= TASK TO CARRY OUT =
Quote the records that follow in full, leaving the pictures out.

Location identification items
===

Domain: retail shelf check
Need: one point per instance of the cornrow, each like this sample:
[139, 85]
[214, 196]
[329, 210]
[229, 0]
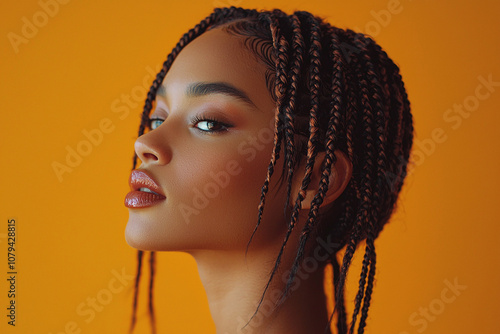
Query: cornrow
[344, 89]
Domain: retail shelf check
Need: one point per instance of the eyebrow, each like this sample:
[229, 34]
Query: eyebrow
[207, 88]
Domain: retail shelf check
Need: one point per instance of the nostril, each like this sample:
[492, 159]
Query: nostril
[150, 156]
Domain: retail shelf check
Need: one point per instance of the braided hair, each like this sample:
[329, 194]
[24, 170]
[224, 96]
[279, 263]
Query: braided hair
[334, 89]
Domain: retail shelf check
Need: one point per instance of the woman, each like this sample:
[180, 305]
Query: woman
[268, 143]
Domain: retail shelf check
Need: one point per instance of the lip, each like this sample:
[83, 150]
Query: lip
[140, 199]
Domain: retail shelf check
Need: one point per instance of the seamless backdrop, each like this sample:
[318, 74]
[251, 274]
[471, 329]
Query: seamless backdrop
[73, 78]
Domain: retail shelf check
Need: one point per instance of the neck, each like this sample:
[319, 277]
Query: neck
[234, 285]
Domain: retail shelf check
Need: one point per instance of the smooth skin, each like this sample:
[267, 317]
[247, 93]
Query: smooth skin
[197, 137]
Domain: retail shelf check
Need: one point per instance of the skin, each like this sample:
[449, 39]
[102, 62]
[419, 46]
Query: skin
[182, 158]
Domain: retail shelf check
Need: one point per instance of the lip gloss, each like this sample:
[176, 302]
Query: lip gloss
[141, 199]
[137, 198]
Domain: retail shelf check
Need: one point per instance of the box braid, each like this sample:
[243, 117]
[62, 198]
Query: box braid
[334, 89]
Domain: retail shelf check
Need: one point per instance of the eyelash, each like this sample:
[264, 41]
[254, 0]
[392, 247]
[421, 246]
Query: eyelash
[195, 120]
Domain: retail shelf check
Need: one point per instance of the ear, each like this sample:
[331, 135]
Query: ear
[339, 178]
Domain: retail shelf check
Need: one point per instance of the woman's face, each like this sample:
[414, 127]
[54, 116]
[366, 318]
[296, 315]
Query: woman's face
[208, 151]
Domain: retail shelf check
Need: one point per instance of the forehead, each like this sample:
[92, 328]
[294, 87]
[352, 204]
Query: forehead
[217, 56]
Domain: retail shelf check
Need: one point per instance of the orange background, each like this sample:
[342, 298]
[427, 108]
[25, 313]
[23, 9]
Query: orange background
[70, 244]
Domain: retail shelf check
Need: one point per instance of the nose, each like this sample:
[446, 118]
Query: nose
[152, 149]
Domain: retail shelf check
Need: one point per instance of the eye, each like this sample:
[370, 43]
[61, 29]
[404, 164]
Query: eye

===

= OUTPUT OF THE TASK =
Domain: retail shelf check
Need: one point per instance of the cornrow, each like this sample:
[139, 85]
[214, 196]
[329, 210]
[229, 0]
Query: cornrow
[344, 89]
Domain: retail shelf check
Need: one point per instance of the eyebrow, each like this sample:
[229, 34]
Query: eyebrow
[207, 88]
Domain: retail shelf check
Need: one point per instance of the nostril, each like this sample:
[492, 159]
Query: nostril
[150, 156]
Domain: retail shelf check
Need: one point per instance of the braided hair, each like this sample:
[329, 194]
[24, 170]
[224, 96]
[279, 263]
Query: braided hair
[334, 89]
Domain: retail shelf check
Need: one point per instance of the woman, each like this sample:
[180, 305]
Query: woman
[268, 143]
Domain: retail shelf check
Need: one point per instance of the lip, each like this sample:
[83, 150]
Query: lip
[140, 199]
Domain: retail shelf check
Need: one point per instance of the seamless backdrop, each like this sample:
[318, 74]
[251, 274]
[471, 329]
Query: seamless backdrop
[73, 78]
Domain: retail shelf check
Need: one point per instance of the neck, each like this sample:
[319, 277]
Query: neck
[234, 285]
Domain: retail shelf check
Need: one point per instance of the smooth skin, each like this sample:
[267, 317]
[247, 93]
Query: smooth skin
[197, 137]
Domain: retail shelf check
Need: one point per instance of the skin, each like this sample:
[449, 39]
[102, 62]
[419, 46]
Query: skin
[182, 158]
Domain: retail shelf check
Need: one point per instance of the lip gloss, each like this sample:
[176, 302]
Query: lip gloss
[141, 199]
[137, 198]
Domain: retail shelf check
Need: one point per instance of the box braid, each like this sample:
[243, 117]
[62, 198]
Query: box braid
[334, 89]
Domain: retail shelf check
Need: one point per instance of the eyelash, each like this sample:
[264, 41]
[254, 0]
[392, 247]
[421, 246]
Query: eyelash
[195, 120]
Domain: retail shelf check
Need: one point per instance of the ear, each like this sample:
[331, 135]
Query: ear
[339, 178]
Domain: retail shelf check
Need: one point per instance of the woman's face, each like this sample:
[414, 127]
[54, 116]
[366, 318]
[296, 315]
Query: woman's face
[208, 151]
Domain: retail shelf check
Need: one point per instance of the forehead, each like this sample:
[92, 328]
[294, 87]
[352, 204]
Query: forehead
[217, 56]
Domain: retail shelf check
Need: one point per instance of the orange background, each like this sample:
[342, 298]
[427, 108]
[25, 313]
[23, 9]
Query: orange background
[70, 244]
Domain: retail shelf check
Need: one point per instance of the nose, each like this sample:
[446, 118]
Query: nose
[152, 149]
Domain: retail shelf check
Need: one point per instance of the eye, each like this sample:
[370, 43]
[61, 29]
[404, 164]
Query: eye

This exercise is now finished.